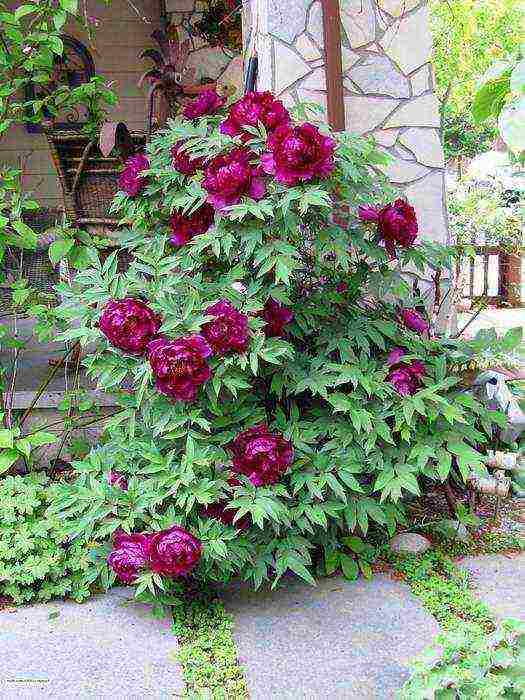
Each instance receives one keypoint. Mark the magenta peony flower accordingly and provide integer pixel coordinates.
(277, 317)
(174, 552)
(396, 224)
(208, 102)
(231, 176)
(185, 227)
(405, 377)
(228, 330)
(413, 320)
(129, 324)
(403, 381)
(251, 109)
(117, 479)
(298, 154)
(129, 555)
(180, 366)
(130, 180)
(183, 162)
(260, 455)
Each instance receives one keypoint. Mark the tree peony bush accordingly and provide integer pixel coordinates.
(281, 383)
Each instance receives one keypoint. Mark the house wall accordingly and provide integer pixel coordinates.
(120, 37)
(387, 78)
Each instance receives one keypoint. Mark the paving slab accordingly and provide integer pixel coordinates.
(340, 639)
(499, 581)
(107, 647)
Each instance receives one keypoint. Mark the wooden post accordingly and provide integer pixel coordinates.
(333, 64)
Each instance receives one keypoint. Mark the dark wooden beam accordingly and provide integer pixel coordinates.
(333, 64)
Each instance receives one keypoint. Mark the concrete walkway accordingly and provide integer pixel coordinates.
(347, 640)
(340, 640)
(107, 648)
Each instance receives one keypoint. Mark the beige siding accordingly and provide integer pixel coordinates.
(118, 41)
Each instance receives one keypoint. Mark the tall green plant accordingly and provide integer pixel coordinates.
(30, 45)
(281, 385)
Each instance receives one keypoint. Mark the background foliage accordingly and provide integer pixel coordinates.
(468, 36)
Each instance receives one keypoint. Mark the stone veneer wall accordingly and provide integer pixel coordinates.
(388, 83)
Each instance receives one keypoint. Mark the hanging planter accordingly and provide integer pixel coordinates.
(220, 24)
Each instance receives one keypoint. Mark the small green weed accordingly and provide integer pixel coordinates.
(207, 651)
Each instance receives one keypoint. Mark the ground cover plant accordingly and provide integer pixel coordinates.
(281, 383)
(35, 563)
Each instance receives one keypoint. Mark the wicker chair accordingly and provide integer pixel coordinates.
(88, 179)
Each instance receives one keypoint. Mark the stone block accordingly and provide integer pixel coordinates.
(421, 111)
(397, 8)
(287, 18)
(315, 22)
(409, 42)
(401, 171)
(289, 67)
(427, 197)
(364, 114)
(425, 144)
(386, 137)
(377, 74)
(421, 80)
(307, 48)
(358, 22)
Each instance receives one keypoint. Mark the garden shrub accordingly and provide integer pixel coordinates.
(35, 562)
(281, 382)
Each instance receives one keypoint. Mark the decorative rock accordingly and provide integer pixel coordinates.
(386, 137)
(425, 196)
(402, 171)
(409, 42)
(425, 144)
(458, 531)
(377, 74)
(409, 543)
(397, 8)
(358, 22)
(421, 111)
(364, 114)
(421, 80)
(307, 48)
(289, 67)
(287, 18)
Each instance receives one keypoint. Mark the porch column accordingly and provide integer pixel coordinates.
(387, 79)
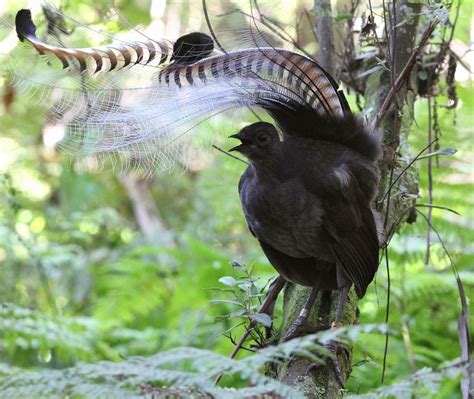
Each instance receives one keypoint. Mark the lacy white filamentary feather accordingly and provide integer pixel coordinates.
(131, 103)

-=-=-

Work to be completed: Give every record again word for word, pictures excluded.

Answer section:
Each instance receives one keypoint. Mark the magenta peony flower accordingly and provide integer pixel coordinates.
(277, 317)
(174, 552)
(396, 224)
(208, 102)
(231, 176)
(185, 227)
(405, 377)
(228, 330)
(413, 320)
(129, 324)
(403, 381)
(251, 109)
(117, 479)
(298, 154)
(129, 555)
(180, 366)
(130, 180)
(183, 162)
(260, 455)
Each instance receives one keypoint. Mark the tree peony bush accordingly and provide integer pixel coordinates.
(281, 383)
Each instance receives one keypoint. Mark the house wall accordingly and provide integer pixel coordinates.
(120, 37)
(387, 78)
Each instance receives one keypoint. Mark the paving slab accordingly and provide integer pixel coordinates.
(340, 639)
(499, 581)
(107, 647)
Each instance receives one keypoint. Mark the wooden post accordingly and provide integer pixel coordinates.
(333, 64)
Each instance receives one keypoint. Mark the dark wooden beam accordingly and provide integer pixel coordinates.
(333, 64)
Each instance receives one keypoint. Mark the concrete walkway accordingly and provide integer pixel coordinates.
(347, 640)
(340, 640)
(107, 648)
Each instance receives one keypoint. Mark the beige siding accordingly and provide integer pixel coordinates.
(118, 41)
Each instance receives one keypoint. Mark the tall green plant accordingly and provide integer pixel coordinates.
(30, 45)
(281, 385)
Each instance receives one keypoint. Mark the background foliage accordingly and provide integer pixel coordinates.
(468, 36)
Each instance receives one keypoint. Mark the stone veneer wall accordingly and provide integer pixel coordinates.
(388, 83)
Each instance receives one keypoint. Mark the hanging planter accordingly and provide integer pixel coordinates.
(220, 24)
Each instance receives one keypoint. Mark the small green weed accordingly and provide integer pixel coordinates.
(207, 651)
Each instance receives one keypoint. Mark the ground cover plant accordingly and provide integer pixel coordinates.
(281, 383)
(35, 563)
Each instance receives one keypoint. Mark the wicker chair accordingly and provide integer pixel coordinates.
(88, 179)
Each instance receives one keypoint. Mark the stone block accordingly and provide integer pixel coordinates.
(421, 111)
(397, 8)
(287, 18)
(315, 22)
(409, 42)
(401, 171)
(289, 67)
(427, 197)
(364, 114)
(425, 144)
(386, 137)
(377, 74)
(421, 80)
(307, 48)
(358, 22)
Each instance receives one keypoint. Mark the garden shrub accordingly and provide integer pixel coordinates.
(35, 562)
(281, 382)
Each instance receives one keypoint. Mark the decorative rock accordingly and provide integer pixel coordinates.
(386, 137)
(425, 196)
(402, 171)
(409, 42)
(425, 144)
(458, 531)
(377, 74)
(409, 543)
(397, 8)
(358, 22)
(421, 111)
(364, 114)
(421, 80)
(307, 48)
(289, 67)
(287, 18)
Each instance receives one keypoint. Mark the porch column accordingly and provide integer pixel coordinates.
(387, 79)
Each instance receives one keypoint. Mark the lacy white filamentary feather accordingly and provide integer pixel coordinates.
(131, 103)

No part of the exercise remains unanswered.